TASK BRIEF
Copy the lines below character for character, omitting the pictures from your answer.

DATA ROWS
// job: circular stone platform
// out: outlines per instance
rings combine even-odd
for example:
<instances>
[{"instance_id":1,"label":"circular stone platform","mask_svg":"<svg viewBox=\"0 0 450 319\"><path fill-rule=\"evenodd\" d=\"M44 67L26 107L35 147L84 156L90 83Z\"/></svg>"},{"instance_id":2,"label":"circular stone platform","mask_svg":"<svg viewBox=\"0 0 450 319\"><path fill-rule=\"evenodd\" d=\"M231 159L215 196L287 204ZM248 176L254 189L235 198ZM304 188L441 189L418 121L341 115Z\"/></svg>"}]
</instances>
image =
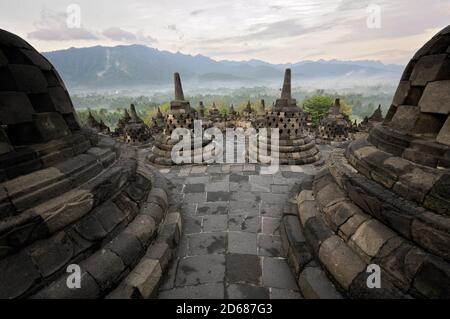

FULL SOLUTION
// job: circular stone platform
// out: outlines per instance
rings combine even-odd
for example:
<instances>
[{"instance_id":1,"label":"circular stone platform","mask_svg":"<svg viewBox=\"0 0 450 319\"><path fill-rule=\"evenodd\" d=\"M44 67L26 107L35 147L84 156L90 83Z\"/></svg>"},{"instance_id":2,"label":"circular stone platform","mask_svg":"<svg viewBox=\"0 0 450 319\"><path fill-rule=\"evenodd\" d=\"M231 159L215 196L287 204ZM248 176L254 189L235 198ZM304 188L441 189L418 121L341 115Z\"/></svg>"}]
</instances>
image =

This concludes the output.